_Challenge_
Please gather every line in the listing below that contains the word "needle" and copy each of those lines in full.

_Data records_
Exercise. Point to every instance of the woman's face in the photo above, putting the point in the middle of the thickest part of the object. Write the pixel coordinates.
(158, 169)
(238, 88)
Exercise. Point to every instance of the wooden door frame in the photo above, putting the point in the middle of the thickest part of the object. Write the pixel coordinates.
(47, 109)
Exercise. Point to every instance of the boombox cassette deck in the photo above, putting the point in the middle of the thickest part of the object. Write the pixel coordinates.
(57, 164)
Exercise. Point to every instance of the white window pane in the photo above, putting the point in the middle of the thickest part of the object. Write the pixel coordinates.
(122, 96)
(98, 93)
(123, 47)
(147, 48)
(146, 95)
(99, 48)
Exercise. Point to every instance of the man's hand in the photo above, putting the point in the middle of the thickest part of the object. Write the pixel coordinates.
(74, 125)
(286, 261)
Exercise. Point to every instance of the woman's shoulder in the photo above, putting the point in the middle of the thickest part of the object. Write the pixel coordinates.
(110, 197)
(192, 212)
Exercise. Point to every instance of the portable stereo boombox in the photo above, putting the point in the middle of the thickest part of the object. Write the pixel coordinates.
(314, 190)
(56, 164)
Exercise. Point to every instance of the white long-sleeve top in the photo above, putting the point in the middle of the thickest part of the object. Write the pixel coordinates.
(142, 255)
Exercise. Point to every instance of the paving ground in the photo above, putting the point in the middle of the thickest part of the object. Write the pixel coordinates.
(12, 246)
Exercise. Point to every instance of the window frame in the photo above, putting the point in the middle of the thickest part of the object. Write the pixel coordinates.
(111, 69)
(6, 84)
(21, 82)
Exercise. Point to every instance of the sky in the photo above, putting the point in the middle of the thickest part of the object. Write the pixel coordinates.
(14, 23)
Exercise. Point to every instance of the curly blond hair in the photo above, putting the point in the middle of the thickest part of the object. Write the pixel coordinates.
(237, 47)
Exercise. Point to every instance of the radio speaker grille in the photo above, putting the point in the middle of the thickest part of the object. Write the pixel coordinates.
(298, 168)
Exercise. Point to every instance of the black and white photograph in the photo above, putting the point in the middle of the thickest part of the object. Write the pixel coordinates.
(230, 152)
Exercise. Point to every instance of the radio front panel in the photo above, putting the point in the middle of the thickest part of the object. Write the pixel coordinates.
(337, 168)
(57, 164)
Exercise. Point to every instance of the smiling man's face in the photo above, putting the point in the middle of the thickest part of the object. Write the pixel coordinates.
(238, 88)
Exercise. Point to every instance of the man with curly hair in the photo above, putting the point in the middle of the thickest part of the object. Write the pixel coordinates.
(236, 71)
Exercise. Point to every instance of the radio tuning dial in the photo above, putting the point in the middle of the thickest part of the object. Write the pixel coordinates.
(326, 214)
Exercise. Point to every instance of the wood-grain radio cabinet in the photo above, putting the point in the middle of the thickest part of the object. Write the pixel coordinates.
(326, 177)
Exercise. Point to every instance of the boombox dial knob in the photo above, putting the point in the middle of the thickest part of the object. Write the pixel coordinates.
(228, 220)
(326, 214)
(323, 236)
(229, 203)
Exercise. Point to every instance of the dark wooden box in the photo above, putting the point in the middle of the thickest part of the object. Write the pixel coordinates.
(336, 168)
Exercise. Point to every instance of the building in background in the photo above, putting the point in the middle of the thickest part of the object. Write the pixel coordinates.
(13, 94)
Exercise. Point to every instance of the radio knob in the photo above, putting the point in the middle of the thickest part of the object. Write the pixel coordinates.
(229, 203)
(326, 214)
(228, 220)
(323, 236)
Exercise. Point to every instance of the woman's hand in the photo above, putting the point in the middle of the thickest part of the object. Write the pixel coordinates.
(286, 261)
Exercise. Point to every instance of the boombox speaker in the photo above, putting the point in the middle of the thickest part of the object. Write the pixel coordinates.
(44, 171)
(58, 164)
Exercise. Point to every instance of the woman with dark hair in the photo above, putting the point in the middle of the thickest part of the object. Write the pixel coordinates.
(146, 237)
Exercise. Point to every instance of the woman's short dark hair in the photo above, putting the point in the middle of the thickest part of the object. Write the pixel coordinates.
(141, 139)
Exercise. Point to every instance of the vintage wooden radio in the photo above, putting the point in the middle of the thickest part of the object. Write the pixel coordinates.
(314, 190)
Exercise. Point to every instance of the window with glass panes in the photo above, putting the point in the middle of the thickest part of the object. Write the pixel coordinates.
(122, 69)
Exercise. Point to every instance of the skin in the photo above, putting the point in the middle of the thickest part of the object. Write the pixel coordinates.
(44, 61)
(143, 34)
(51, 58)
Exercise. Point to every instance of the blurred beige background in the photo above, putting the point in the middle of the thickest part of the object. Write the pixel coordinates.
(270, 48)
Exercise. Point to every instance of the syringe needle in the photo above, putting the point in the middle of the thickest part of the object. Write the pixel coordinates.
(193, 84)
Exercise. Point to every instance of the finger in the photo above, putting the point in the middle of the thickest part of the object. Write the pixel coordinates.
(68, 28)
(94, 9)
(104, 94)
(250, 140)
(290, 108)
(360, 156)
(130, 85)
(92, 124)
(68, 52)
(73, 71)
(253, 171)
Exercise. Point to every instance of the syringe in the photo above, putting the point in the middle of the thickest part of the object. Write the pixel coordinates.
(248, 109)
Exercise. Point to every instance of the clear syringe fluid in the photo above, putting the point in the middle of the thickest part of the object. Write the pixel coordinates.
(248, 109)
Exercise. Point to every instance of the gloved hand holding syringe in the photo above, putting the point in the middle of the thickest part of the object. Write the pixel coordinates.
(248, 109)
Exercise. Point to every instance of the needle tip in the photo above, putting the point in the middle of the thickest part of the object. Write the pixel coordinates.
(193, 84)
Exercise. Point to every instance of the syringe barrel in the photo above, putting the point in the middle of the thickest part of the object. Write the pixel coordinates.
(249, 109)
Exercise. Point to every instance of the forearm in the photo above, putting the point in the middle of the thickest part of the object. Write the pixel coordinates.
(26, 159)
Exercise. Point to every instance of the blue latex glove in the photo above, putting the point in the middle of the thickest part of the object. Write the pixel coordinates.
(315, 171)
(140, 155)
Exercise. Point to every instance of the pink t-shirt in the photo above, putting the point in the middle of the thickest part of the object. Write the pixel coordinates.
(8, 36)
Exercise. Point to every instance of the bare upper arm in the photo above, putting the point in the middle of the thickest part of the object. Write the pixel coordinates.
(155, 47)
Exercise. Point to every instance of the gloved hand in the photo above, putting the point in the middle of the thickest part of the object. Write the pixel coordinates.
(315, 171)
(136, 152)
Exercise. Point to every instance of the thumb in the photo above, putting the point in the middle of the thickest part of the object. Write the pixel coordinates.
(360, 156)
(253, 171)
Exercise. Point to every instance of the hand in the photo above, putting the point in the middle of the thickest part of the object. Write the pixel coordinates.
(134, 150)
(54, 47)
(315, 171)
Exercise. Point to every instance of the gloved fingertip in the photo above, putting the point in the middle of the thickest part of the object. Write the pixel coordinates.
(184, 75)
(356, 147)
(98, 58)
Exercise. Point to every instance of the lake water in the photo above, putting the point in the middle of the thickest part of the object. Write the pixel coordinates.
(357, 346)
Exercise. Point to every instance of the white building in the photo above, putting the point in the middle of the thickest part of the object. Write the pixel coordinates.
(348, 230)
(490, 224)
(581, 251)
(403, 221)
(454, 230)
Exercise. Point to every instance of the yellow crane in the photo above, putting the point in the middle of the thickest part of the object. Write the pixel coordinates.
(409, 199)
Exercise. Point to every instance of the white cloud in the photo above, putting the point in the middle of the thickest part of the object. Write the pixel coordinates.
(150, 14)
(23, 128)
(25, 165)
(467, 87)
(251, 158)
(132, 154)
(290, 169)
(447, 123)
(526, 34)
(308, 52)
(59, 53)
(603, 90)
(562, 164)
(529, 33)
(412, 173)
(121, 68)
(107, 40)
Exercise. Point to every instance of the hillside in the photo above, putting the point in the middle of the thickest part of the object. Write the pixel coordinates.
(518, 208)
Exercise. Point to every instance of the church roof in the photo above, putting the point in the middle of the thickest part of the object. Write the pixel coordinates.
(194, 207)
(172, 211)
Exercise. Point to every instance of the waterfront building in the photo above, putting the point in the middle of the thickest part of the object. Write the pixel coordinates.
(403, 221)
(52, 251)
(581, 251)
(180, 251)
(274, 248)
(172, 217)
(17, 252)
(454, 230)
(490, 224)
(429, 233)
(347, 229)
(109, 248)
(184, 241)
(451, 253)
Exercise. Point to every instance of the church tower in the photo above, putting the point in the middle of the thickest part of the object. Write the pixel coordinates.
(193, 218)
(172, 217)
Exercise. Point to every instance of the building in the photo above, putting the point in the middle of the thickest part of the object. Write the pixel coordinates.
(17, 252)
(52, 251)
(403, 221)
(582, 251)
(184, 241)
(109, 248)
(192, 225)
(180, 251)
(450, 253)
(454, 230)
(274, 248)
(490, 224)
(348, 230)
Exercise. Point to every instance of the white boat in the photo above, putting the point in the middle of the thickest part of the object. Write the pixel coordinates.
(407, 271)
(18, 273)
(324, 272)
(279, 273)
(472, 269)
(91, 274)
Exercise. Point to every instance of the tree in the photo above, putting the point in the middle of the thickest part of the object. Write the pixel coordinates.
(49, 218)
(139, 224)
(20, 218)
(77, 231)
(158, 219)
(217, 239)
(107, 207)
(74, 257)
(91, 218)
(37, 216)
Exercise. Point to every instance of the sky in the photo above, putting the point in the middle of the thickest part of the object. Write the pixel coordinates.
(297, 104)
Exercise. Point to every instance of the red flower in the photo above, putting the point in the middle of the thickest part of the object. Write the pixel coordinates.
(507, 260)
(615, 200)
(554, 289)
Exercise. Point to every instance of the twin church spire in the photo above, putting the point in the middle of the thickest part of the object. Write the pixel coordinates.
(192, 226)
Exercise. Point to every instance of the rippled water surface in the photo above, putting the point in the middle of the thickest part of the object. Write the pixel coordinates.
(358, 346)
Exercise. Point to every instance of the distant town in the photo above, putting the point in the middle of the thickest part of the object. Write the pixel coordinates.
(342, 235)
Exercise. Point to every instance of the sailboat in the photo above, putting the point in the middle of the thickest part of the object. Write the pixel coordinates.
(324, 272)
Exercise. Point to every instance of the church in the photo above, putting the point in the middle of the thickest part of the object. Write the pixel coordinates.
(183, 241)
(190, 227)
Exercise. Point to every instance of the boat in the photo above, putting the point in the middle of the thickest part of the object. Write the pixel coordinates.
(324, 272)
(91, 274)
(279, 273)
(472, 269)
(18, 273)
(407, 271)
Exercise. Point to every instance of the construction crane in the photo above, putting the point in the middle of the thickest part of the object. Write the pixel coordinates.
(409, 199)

==

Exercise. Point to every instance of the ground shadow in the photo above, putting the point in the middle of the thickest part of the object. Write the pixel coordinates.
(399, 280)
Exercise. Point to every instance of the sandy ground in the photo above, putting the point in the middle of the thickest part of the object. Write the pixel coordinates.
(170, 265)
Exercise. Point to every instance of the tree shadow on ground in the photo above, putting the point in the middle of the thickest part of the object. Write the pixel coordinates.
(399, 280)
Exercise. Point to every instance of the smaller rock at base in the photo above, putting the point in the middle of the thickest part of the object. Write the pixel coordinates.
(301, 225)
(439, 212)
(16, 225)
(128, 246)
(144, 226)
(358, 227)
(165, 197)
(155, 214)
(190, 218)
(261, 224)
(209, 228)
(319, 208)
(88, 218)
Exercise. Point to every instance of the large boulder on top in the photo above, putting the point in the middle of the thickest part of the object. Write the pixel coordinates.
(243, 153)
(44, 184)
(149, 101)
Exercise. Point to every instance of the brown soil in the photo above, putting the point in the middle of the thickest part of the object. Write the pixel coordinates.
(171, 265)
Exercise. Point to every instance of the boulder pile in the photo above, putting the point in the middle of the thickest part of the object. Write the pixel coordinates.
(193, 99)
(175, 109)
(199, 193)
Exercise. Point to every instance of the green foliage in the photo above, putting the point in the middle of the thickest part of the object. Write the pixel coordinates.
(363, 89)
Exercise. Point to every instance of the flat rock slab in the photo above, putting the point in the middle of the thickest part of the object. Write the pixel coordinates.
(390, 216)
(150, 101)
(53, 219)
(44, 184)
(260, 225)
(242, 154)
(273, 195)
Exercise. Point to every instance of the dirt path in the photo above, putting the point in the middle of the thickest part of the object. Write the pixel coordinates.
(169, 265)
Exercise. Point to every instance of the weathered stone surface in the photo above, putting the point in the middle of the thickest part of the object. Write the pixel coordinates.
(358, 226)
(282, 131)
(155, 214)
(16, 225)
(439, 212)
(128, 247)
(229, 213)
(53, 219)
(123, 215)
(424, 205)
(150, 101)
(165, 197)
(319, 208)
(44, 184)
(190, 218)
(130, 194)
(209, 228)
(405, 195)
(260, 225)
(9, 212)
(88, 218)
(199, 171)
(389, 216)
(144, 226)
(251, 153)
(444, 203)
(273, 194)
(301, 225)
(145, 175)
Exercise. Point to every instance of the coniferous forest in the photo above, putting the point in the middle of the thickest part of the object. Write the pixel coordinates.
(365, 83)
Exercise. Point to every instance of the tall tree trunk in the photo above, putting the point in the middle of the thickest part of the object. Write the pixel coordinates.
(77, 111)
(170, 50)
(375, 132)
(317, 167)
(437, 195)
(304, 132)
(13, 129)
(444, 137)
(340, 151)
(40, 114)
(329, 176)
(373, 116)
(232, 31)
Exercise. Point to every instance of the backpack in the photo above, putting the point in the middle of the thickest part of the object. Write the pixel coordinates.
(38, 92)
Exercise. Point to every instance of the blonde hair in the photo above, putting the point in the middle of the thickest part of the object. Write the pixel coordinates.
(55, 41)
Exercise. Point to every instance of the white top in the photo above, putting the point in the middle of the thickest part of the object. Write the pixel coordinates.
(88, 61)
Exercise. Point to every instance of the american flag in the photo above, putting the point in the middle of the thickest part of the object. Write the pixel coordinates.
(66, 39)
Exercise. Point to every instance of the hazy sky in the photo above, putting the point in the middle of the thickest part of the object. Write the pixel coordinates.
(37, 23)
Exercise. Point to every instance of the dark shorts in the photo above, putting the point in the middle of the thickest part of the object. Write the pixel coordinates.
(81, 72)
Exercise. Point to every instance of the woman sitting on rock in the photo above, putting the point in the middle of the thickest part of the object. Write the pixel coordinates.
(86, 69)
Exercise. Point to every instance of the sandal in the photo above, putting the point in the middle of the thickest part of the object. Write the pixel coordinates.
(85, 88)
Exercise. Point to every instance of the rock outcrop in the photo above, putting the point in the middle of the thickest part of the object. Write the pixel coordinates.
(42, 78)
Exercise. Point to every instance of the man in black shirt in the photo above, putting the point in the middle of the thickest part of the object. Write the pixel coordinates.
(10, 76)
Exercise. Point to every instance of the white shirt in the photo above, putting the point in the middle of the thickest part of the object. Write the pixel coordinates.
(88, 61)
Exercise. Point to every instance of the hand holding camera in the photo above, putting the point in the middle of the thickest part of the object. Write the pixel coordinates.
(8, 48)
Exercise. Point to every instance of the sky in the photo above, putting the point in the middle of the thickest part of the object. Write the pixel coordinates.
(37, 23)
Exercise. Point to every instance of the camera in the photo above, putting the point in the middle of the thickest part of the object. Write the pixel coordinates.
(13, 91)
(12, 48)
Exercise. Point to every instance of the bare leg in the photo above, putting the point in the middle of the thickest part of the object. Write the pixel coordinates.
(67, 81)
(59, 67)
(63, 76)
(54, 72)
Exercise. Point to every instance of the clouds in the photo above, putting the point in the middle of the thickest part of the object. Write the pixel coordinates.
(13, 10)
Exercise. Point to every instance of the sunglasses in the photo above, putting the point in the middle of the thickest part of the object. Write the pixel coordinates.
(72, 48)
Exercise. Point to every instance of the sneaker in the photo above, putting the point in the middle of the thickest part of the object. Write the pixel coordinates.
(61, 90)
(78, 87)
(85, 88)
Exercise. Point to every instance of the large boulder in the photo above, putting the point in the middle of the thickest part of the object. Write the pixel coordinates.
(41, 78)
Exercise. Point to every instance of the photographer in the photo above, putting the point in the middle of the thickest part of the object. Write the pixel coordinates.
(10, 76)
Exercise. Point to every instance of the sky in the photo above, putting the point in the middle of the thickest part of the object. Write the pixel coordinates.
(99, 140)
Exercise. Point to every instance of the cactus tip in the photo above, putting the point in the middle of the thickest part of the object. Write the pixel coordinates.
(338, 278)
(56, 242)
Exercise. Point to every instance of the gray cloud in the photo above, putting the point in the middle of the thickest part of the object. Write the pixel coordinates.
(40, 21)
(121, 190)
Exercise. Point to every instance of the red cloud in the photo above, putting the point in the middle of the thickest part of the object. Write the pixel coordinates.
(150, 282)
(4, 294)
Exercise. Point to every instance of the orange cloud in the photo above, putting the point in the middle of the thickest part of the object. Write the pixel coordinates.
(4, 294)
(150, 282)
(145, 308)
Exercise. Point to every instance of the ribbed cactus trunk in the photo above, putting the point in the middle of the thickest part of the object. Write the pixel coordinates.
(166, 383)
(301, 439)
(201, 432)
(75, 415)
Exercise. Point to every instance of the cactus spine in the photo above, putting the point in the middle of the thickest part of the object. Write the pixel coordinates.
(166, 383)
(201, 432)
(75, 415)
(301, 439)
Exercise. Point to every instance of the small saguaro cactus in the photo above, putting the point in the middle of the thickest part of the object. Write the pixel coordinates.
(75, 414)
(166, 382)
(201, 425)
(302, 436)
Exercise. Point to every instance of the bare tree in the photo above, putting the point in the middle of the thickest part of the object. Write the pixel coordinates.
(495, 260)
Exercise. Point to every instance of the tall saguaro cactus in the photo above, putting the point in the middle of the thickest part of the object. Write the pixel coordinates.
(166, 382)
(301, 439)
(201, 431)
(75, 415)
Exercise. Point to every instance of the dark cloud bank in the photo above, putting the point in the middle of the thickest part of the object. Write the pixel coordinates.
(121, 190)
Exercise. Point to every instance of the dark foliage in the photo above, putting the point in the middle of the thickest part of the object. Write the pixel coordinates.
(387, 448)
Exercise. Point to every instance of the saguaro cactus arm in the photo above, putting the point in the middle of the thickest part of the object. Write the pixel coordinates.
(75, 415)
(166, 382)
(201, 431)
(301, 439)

...

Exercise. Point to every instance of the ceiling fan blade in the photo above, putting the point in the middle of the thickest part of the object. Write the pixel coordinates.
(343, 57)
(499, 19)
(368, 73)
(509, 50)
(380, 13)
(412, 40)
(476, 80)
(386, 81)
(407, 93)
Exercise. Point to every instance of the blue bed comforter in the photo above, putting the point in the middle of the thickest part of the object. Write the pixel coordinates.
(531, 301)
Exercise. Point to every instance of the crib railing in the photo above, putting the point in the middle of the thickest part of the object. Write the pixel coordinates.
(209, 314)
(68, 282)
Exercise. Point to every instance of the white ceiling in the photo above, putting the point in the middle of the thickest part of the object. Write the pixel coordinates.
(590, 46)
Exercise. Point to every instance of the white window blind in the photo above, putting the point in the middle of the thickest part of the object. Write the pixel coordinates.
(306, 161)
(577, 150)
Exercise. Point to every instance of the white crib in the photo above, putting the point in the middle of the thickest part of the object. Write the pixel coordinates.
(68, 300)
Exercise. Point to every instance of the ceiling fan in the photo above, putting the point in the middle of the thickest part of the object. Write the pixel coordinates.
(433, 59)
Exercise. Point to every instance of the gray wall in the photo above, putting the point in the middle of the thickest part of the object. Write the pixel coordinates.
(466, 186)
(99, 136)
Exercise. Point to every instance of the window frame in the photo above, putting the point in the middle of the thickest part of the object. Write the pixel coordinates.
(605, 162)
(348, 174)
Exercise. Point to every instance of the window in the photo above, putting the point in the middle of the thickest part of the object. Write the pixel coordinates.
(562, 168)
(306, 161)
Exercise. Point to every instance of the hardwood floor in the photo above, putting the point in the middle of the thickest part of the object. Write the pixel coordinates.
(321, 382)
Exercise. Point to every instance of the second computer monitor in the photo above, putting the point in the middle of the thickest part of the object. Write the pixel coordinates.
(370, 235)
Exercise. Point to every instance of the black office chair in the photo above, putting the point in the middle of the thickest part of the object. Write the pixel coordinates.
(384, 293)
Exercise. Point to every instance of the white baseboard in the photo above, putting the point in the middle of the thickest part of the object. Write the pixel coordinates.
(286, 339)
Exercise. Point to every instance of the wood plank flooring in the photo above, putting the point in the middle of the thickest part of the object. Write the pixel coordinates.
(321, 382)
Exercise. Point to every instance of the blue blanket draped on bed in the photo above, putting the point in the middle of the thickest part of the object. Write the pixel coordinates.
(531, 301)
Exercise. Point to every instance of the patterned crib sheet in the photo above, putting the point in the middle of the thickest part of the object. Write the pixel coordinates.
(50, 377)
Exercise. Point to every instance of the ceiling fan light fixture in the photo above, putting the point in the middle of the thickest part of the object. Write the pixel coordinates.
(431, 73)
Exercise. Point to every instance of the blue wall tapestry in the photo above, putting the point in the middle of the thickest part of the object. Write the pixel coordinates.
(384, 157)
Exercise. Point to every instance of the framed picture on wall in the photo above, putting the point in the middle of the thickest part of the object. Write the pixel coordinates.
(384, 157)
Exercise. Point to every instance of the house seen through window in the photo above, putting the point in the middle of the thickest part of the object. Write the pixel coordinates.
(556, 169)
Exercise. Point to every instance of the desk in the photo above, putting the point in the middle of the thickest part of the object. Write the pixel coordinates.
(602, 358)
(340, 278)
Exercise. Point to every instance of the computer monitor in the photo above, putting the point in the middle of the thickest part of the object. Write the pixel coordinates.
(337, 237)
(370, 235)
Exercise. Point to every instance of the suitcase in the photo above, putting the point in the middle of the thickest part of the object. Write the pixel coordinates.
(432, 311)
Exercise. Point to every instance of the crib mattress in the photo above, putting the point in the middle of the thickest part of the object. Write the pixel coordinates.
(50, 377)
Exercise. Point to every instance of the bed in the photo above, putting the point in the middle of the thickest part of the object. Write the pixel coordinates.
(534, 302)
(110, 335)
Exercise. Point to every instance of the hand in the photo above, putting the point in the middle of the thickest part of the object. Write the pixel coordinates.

_The result_
Exercise. Point to every instance of the syringe needle in the photo above, putting the point in the middle of the thickest part of the object. Write the pixel coordinates.
Exercise. Point to every instance of the needle tip in the photo above, putting the point in the middle of the thickest part of the object. Write the pixel coordinates.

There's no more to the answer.